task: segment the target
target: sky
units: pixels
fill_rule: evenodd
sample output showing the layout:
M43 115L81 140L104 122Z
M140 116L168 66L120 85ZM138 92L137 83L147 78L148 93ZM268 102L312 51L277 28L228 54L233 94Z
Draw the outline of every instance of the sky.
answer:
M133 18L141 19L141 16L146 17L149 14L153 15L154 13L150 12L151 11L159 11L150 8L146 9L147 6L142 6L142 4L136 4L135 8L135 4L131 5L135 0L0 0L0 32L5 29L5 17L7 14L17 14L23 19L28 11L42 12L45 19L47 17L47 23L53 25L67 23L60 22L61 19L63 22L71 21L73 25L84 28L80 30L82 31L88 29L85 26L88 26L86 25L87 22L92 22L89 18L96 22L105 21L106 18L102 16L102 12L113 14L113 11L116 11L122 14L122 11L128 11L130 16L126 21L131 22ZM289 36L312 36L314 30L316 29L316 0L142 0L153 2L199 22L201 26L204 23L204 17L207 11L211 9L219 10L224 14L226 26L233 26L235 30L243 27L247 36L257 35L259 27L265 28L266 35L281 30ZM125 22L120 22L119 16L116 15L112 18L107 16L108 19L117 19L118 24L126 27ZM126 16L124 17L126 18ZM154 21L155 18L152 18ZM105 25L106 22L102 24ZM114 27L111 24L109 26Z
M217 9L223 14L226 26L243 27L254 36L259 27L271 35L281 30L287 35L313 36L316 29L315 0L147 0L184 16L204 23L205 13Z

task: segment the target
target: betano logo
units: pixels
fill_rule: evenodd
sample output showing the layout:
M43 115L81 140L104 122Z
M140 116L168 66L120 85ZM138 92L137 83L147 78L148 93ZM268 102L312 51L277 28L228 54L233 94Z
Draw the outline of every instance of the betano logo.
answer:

......

### WHAT IS BEING ASKED
Copy the records above line for line, changing nothing.

### TASK SOLUTION
task: segment the target
target: sky
units: pixels
fill_rule: evenodd
sample output showing the layout:
M43 115L81 140L104 122Z
M140 116L168 66L120 85ZM138 92L137 83L147 78L148 93ZM268 102L312 51L277 28L228 54L233 94Z
Draw the outline of every instance of the sky.
answer:
M133 18L141 19L141 16L146 17L149 14L153 15L154 13L150 12L151 11L159 11L150 8L146 9L147 6L142 6L142 4L136 4L135 8L135 4L131 5L135 0L0 0L0 32L5 29L5 17L7 14L17 14L23 19L28 11L42 12L45 19L47 17L47 23L53 25L67 23L60 22L61 19L63 22L71 21L73 25L84 28L80 30L82 31L88 29L85 26L88 26L86 25L87 22L92 22L89 18L96 22L105 21L106 18L102 16L102 12L113 14L113 11L116 11L122 14L122 11L128 11L130 16L126 21L131 22ZM289 36L312 36L314 30L316 29L316 0L142 0L153 2L199 22L201 26L204 23L204 17L207 11L211 9L219 10L224 14L226 26L233 26L235 30L243 27L247 36L257 35L259 27L265 28L266 35L281 30ZM125 22L120 22L119 16L116 15L112 18L107 16L108 19L117 19L118 24L126 27ZM126 16L124 17L126 18ZM154 21L155 18L152 18ZM105 25L106 22L102 24ZM114 27L111 24L109 26Z
M217 9L223 14L226 26L243 27L254 36L259 27L271 35L281 30L287 35L313 36L316 29L315 0L147 0L184 16L204 23L205 13Z

task: segment the target
target: betano logo
units: pixels
fill_rule: evenodd
sample output showing the layout:
M43 115L81 140L104 122Z
M140 116L168 66L120 85ZM138 92L137 83L147 78L148 93ZM268 102L312 51L277 28L228 54L233 94Z
Draw the outline of every instance of the betano logo.
answer:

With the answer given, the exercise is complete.